> **Your objective**:
Give back exactly the lines that run from the line containing "man, writing one line per instance." through the end of the listing below. Leave out every other line.

> **Task material**:
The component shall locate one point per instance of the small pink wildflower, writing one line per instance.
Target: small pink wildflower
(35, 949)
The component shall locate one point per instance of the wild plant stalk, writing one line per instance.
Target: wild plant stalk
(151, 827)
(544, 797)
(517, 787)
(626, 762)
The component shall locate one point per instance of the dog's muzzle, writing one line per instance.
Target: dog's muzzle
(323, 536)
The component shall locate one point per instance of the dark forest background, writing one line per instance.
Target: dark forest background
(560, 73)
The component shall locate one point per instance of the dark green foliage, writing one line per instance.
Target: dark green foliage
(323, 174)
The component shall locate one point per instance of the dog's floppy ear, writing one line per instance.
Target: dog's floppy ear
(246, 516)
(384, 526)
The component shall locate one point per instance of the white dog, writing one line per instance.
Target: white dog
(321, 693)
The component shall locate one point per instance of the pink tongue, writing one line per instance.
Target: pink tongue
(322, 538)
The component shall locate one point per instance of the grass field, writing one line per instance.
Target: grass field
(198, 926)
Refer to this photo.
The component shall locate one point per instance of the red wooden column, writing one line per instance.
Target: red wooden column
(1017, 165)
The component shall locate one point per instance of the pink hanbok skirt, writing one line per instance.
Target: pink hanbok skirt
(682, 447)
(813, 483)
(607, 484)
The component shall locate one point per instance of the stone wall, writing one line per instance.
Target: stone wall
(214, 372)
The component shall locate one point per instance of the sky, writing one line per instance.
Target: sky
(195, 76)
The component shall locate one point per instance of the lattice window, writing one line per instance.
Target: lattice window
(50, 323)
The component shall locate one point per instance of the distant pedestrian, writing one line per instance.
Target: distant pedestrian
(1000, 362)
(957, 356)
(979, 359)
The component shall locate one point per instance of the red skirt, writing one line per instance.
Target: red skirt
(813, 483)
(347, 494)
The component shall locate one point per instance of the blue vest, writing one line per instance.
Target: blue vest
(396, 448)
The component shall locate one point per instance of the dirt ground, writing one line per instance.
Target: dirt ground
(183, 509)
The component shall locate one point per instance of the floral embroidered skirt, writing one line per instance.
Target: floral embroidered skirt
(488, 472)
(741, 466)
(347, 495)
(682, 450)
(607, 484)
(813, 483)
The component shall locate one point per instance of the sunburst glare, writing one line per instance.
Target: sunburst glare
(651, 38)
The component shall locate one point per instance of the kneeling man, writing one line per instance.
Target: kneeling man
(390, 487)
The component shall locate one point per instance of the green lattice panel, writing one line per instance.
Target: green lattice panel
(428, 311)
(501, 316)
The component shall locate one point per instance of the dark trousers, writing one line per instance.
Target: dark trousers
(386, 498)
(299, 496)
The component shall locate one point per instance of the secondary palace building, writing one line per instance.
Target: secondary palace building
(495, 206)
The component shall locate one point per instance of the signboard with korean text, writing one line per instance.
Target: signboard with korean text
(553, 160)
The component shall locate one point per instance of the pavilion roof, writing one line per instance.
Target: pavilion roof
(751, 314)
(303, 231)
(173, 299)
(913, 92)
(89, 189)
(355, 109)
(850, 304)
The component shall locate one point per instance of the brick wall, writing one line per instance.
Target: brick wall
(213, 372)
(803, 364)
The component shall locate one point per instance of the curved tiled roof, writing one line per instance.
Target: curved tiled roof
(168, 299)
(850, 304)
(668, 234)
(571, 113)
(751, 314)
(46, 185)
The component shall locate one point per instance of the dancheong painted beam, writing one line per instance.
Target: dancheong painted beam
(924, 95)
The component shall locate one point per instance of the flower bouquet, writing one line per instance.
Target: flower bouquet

> **Written solution**:
The component shall locate one point per instance of the kneeling man, writing one line per instance.
Target: kneeling man
(390, 487)
The component shall locate one point per instance of the green lattice panel, writing one line per instance.
Target: green lattice panel
(428, 311)
(501, 316)
The component shall locate one point per instance of the dark trousers, writing one line per instance.
Target: dark trousers
(386, 498)
(299, 496)
The component shall locate one point per instance of the secondary palace building, writing one line per instance.
Target: secondary palace building
(495, 206)
The component shall locate one point per instance of the signboard with korean text, writing one line per instance.
Target: signboard with korean text
(553, 160)
The component shall locate one point per instance of the pavilion roof, writing one line per instance.
Target: pavilion roof
(751, 314)
(303, 231)
(173, 299)
(913, 92)
(89, 189)
(355, 109)
(850, 304)
The component shall locate one point per instance of the brick wall, writing one line per instance.
Target: brick wall
(213, 372)
(803, 364)
The component shall locate one point per instance of the curved tiled roof, writing one line per instance.
Target: curved tiled roof
(168, 299)
(850, 304)
(668, 234)
(571, 113)
(751, 314)
(46, 185)
The component shall locate one point per instance of the dancheong painted beam, writing one line per instance.
Target: dancheong painted beam
(924, 95)
The component shall locate one point per instance of the flower bouquet, writing one line per instance.
Target: flower bouquet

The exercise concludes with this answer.